■ **EXCERPT PROVIDED**
•••••

Ah ha...

Looks like I may give rsync-2.4.3 a try and see how it goes over using
ssh.  I am the one of the people who was having problems with clients and
servers both using rsync-2.4.1 over ssh-1.2.27 (it was hanging...we are
using various revisions of FreeBSD and BSDI.)

Going back to rsync-2.3.1 on the clients cleared up this problem,
with rsync-2.4.1 is still being run on the server...

I'll give rsync-2.4.3 a try on both the client and server side, with
ssh-1.2.27 and see how it goes.  I'll post a followup on my results
whenever I'm done to indicate whether or not it worked.

-Chris Tracy
 (Telerama Internet -/- Network Administrator -/- www.telerama.com)

On Wed, 14 Jun 2000, Dave Dykstra wrote:

> (I am adding the rsync mailing list to the Cc)
> 
> > Wout van Albada <[EMAIL PROTECTED]> wrote on the ssh mailing list:
> > > 
> > > Hi,
> > > 
> > > I think I encountered a serious bug in ssh 1.2.27. There seems to be
> > > a race condition where the ssh daemon (sshd) drops data when it has
> > > to send it over a slow line. I sent this bug report to
> > > [EMAIL PROTECTED]
> > > and [EMAIL PROTECTED] on 27/03 but have heard nothing from either so
> > > far.
> > > 
> > > I'll try to clarify what happens:
> > > 
> > > There are two machines, server and client. Both machines run Solaris.
> > > The client makes an ssh connection to the server to download a file:
> > > 
> > > server% ls -l /tmp/DATA
> > > -rw-r--r--   1 wout  staff     200000 Mar 23 11:20 DATA
> > > 
> > > client% ssh server cat /tmp/DATA > /tmp/DATA
> > > client% ls -l /tmp/DATA
> > > -rw-r--r--   1 wout  staff     194560 Mar 24 17:10 /tmp/DATA
> > > 
> > > This would copy a file '/tmp/DATA' from server to /tmp/DATA on client.

•••••

■ **THINGS TO DO**
A - In the thread above, rewrite the paragraph beginning "Looks like I may give rsync-2.4.3 a try" more briefly, keeping its main facts.
B - According to the thread above, what cleared up the hanging problem on the clients?
C - Quote the thread above word for word, starting with "Going back to" and going on through "Administrator -/- www.telerama.com)".

Location identification items:
•••••

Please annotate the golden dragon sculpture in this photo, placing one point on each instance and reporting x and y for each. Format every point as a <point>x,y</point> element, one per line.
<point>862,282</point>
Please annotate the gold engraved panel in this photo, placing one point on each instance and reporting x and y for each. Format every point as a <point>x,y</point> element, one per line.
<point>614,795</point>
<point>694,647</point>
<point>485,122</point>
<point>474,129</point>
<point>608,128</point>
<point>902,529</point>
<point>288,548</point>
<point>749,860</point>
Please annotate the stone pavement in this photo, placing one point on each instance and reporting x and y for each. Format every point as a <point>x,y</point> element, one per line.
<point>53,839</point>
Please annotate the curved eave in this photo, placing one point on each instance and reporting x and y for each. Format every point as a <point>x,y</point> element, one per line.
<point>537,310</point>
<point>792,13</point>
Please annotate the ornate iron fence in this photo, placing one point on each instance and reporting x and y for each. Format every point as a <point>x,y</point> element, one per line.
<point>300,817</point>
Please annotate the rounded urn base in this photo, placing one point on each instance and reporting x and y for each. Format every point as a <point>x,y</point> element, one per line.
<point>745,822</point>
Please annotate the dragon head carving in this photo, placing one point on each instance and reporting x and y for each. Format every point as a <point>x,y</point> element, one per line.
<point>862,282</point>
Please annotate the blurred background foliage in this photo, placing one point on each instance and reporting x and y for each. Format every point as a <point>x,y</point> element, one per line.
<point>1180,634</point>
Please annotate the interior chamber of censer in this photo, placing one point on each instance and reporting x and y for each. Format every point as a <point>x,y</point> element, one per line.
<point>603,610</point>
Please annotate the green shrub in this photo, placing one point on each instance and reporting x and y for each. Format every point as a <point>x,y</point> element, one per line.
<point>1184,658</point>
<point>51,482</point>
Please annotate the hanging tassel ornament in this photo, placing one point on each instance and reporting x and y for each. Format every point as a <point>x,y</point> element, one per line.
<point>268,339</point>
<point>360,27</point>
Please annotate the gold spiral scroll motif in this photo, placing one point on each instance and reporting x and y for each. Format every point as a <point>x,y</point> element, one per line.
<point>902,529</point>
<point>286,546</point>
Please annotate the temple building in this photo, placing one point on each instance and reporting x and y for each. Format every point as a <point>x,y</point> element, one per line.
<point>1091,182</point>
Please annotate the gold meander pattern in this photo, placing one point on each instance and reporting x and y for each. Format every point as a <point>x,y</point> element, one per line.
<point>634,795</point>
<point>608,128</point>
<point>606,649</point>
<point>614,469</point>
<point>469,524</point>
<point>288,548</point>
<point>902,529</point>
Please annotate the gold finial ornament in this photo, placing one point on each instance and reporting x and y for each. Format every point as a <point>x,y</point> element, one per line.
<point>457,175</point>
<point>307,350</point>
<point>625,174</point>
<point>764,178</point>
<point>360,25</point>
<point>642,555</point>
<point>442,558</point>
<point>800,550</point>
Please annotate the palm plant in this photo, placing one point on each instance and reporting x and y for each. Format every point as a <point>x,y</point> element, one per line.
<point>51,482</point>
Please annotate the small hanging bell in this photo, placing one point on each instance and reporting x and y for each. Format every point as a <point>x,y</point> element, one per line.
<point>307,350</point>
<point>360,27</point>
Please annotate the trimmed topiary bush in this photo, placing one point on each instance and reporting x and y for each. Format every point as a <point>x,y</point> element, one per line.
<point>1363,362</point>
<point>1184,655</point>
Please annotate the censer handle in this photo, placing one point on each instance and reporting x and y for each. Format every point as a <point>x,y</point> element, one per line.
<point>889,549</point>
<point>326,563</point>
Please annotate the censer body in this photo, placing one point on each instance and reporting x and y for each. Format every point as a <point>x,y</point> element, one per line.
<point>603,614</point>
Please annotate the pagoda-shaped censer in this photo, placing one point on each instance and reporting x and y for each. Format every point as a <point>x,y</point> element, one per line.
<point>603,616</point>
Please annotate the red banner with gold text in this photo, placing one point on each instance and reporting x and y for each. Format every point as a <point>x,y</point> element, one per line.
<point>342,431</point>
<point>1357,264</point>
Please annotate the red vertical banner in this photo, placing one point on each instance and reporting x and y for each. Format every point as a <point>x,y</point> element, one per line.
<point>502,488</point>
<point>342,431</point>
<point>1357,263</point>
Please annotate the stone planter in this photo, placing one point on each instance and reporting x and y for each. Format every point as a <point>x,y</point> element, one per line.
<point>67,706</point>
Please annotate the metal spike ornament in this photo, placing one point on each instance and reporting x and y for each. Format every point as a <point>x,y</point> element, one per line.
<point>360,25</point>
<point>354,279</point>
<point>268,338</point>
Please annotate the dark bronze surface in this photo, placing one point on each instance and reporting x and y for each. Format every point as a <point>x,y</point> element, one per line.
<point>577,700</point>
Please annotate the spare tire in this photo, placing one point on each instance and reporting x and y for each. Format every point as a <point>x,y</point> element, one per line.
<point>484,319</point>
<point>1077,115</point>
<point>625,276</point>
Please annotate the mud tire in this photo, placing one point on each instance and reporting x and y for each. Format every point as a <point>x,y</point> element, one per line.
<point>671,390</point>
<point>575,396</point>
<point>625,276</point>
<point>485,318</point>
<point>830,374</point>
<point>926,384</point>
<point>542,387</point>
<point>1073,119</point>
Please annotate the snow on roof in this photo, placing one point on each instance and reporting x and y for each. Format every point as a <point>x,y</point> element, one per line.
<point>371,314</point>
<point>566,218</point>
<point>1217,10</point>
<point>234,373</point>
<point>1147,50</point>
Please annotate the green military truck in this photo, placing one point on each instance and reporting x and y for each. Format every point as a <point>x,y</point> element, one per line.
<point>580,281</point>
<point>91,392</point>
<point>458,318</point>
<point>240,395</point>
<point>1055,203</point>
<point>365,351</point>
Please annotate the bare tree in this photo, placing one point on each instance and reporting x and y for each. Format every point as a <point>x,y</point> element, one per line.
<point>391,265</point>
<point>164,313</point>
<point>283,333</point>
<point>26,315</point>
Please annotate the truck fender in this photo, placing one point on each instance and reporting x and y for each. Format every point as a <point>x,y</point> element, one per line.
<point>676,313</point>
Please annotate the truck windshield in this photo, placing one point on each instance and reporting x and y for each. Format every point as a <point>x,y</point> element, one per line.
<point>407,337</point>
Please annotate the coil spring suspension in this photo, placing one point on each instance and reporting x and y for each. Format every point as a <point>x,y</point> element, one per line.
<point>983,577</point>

•••••

■ **OUTPUTS FOR THE TASKS**
A - The writer plans to try rsync-2.4.3 over ssh. The writer was among those whose clients and servers both ran rsync-2.4.1 over ssh-1.2.27 and hung. Their systems run various revisions of FreeBSD and BSDI.

B - Going back to rsync-2.3.1 on the clients cleared it up.

C -
Going back to rsync-2.3.1 on the clients cleared up this problem,
with rsync-2.4.1 is still being run on the server...

I'll give rsync-2.4.3 a try on both the client and server side, with
ssh-1.2.27 and see how it goes.  I'll post a followup on my results
whenever I'm done to indicate whether or not it worked.

-Chris Tracy
 (Telerama Internet -/- Network Administrator -/- www.telerama.com)